• **What you have to do**: Output the records exactly. Include every line.
+ + + +
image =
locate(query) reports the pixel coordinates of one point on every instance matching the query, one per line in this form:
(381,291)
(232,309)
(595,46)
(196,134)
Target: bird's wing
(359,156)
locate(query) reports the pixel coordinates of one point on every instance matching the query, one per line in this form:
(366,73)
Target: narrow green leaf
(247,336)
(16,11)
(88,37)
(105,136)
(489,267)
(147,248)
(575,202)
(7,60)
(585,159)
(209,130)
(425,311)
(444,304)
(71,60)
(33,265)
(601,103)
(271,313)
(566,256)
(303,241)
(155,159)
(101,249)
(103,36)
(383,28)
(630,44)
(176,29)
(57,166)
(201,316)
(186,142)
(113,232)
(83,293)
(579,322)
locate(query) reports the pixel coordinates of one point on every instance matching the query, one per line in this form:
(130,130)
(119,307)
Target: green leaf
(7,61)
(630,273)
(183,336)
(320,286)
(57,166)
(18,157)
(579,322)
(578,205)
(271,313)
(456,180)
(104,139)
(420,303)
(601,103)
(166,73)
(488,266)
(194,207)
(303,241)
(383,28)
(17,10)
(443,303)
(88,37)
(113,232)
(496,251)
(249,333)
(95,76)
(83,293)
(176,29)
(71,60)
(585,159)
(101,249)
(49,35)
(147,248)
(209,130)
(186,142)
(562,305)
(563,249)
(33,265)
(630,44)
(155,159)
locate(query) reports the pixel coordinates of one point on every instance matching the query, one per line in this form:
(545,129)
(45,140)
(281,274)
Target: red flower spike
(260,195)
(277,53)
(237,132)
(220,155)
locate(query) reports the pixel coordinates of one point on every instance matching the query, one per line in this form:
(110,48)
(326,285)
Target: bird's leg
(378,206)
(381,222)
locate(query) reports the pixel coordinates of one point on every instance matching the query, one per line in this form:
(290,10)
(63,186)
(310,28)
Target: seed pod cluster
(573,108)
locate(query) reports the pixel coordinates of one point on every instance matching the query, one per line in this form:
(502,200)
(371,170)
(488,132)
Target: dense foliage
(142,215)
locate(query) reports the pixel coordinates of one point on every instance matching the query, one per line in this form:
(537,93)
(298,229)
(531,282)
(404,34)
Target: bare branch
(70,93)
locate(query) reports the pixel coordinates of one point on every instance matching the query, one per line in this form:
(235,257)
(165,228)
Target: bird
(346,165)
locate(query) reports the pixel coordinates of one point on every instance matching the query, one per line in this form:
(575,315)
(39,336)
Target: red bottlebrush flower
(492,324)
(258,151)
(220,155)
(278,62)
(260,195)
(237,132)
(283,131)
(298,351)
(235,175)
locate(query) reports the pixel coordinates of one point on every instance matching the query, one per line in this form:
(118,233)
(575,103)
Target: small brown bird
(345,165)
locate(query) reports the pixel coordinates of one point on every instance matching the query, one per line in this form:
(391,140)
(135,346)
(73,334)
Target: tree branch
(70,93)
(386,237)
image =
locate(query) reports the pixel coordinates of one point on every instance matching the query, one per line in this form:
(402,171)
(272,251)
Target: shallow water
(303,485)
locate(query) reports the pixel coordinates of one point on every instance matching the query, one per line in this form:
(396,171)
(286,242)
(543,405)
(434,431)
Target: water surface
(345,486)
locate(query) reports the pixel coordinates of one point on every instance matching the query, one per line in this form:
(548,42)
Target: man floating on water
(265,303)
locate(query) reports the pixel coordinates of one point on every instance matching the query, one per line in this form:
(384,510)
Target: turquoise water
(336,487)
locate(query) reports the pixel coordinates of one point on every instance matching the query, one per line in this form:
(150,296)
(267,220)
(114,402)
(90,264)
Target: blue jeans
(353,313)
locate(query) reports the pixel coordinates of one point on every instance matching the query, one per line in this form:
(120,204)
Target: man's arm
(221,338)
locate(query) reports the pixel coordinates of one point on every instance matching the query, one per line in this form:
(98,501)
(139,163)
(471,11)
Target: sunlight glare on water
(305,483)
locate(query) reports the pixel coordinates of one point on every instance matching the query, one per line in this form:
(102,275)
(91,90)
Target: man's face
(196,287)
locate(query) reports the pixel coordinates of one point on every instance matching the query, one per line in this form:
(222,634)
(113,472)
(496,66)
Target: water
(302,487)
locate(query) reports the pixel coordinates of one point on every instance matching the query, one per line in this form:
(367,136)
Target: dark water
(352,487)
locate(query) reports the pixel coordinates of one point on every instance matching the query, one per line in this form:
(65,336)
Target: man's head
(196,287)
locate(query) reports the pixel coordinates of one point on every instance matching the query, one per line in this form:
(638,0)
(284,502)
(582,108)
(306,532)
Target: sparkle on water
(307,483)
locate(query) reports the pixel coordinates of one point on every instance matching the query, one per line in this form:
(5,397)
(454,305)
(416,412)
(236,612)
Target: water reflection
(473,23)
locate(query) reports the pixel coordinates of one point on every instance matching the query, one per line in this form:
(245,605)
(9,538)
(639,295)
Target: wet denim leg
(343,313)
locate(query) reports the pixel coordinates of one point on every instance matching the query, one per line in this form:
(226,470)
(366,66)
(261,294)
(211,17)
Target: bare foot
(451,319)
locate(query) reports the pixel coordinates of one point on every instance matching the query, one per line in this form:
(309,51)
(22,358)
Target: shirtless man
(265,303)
+ + + +
• **Task output**:
image =
locate(query) reports the pixel coordinates of one point on every instance matching the query, one per line in this form:
(381,291)
(232,309)
(595,46)
(196,134)
Target: bird's wing
(359,156)
locate(query) reports the pixel coordinates of one point on every instance matching the query, one per line in this form:
(366,73)
Target: narrow green leaf
(247,336)
(16,11)
(88,37)
(105,136)
(489,267)
(147,248)
(575,202)
(7,60)
(585,159)
(209,130)
(425,311)
(444,304)
(71,60)
(33,265)
(601,103)
(271,313)
(566,256)
(303,241)
(155,159)
(101,249)
(103,36)
(383,28)
(630,44)
(176,29)
(57,166)
(201,316)
(186,142)
(113,232)
(83,293)
(579,322)
locate(query) reports the pixel coordinates of one point on every instance matching the query, one per line in this form:
(130,130)
(119,307)
Target: green leaf
(7,61)
(630,273)
(183,336)
(320,286)
(57,166)
(18,157)
(579,322)
(578,205)
(271,313)
(456,180)
(104,139)
(420,303)
(601,103)
(166,73)
(488,266)
(194,207)
(303,241)
(383,28)
(17,10)
(443,303)
(88,37)
(113,232)
(496,251)
(249,333)
(95,76)
(83,293)
(176,29)
(71,60)
(585,159)
(101,249)
(49,35)
(147,248)
(209,130)
(186,142)
(562,305)
(563,249)
(33,265)
(630,44)
(155,159)
locate(query) reports the pixel coordinates of one point on every instance matching the query, one per line in this form:
(545,129)
(45,140)
(281,274)
Target: red flower spike
(260,195)
(277,53)
(237,132)
(220,155)
locate(query) reports the pixel coordinates of one point on every instance matching the query, one per line in this form:
(110,48)
(326,285)
Target: bird's leg
(378,206)
(381,222)
locate(query) reports the pixel coordinates of one point on every instance matching the query, one per line in this form:
(290,10)
(63,186)
(310,28)
Target: seed pod cluster
(573,108)
locate(query) reports the pixel coordinates of one point on every instance matching the query, one per line in this form:
(502,200)
(371,170)
(488,132)
Target: dense foliage
(142,215)
locate(query) reports the pixel coordinates of one point on every instance matching the query, one per line in this form:
(537,93)
(298,229)
(531,282)
(404,34)
Target: bare branch
(70,93)
locate(query) reports the pixel coordinates of one point on every instance matching the query, one per line in this form:
(235,257)
(165,228)
Target: bird
(346,165)
locate(query) reports the pixel coordinates of one point on every instance matching the query, one per line in this form:
(575,315)
(39,336)
Target: red bottlebrush flower
(492,324)
(258,151)
(220,155)
(278,62)
(260,195)
(237,132)
(283,131)
(298,351)
(235,175)
locate(query) reports the pixel coordinates of one point on every instance matching the query, one per line in this form:
(118,233)
(575,103)
Target: small brown bird
(345,165)
locate(query) reports the pixel coordinates of one point on every instance matching the query, one per line in this form:
(391,140)
(135,346)
(73,334)
Target: tree branch
(70,93)
(386,237)
image =
locate(query) reports the pixel coordinates of one point on every instance matching the query, one per line in this form:
(402,171)
(272,251)
Target: shallow water
(303,485)
locate(query) reports the pixel coordinates of one point on every instance matching the query, one per line in this form:
(396,171)
(286,242)
(543,405)
(434,431)
Target: water surface
(345,486)
locate(query) reports the pixel coordinates of one point on every instance matching the query, one per line in this form:
(548,42)
Target: man floating on water
(265,303)
locate(query) reports the pixel coordinates of one point on every instance matching the query, one per line in this form:
(384,510)
Target: turquoise water
(336,487)
locate(query) reports the pixel coordinates of one point on every instance matching the query, one per line in this form:
(150,296)
(267,220)
(114,402)
(90,264)
Target: blue jeans
(353,313)
locate(query) reports the pixel coordinates of one point on every instance matching the query, one per line in this form:
(120,204)
Target: man's arm
(221,338)
locate(query) reports the pixel coordinates of one point on every instance matching the query, one per line in this form:
(98,501)
(139,163)
(471,11)
Target: sunlight glare on water
(305,483)
locate(query) reports the pixel coordinates of one point on every instance matching the query, one per line in this form:
(102,275)
(91,90)
Target: man's face
(196,287)
locate(query) reports the pixel coordinates of one point on every instance matching the query, one per line in this form:
(222,634)
(113,472)
(496,66)
Target: water
(302,487)
locate(query) reports the pixel coordinates of one point on every instance matching the query, one per line in this form:
(367,136)
Target: dark water
(352,487)
locate(query) reports the pixel coordinates of one point on every instance matching the query, one per line in this form:
(65,336)
Target: man's head
(196,287)
locate(query) reports the pixel coordinates of one point on every instance matching the query, one per line in this form:
(638,0)
(284,502)
(582,108)
(306,532)
Target: sparkle on water
(307,483)
locate(query) reports the pixel coordinates of one point on every instance matching the query, one per line in this form:
(5,397)
(454,305)
(416,412)
(236,612)
Target: water reflection
(473,23)
locate(query) reports the pixel coordinates of one point on every instance matching the query, one per line in this form:
(245,605)
(9,538)
(639,295)
Target: wet denim leg
(343,313)
locate(query) reports the pixel coordinates of one point on every instance matching the query, one per line in this form:
(226,470)
(366,66)
(261,294)
(211,17)
Target: bare foot
(451,319)
locate(query) reports the pixel coordinates of one point on every instance matching the query, one per line in this form:
(309,51)
(22,358)
Target: shirtless man
(265,303)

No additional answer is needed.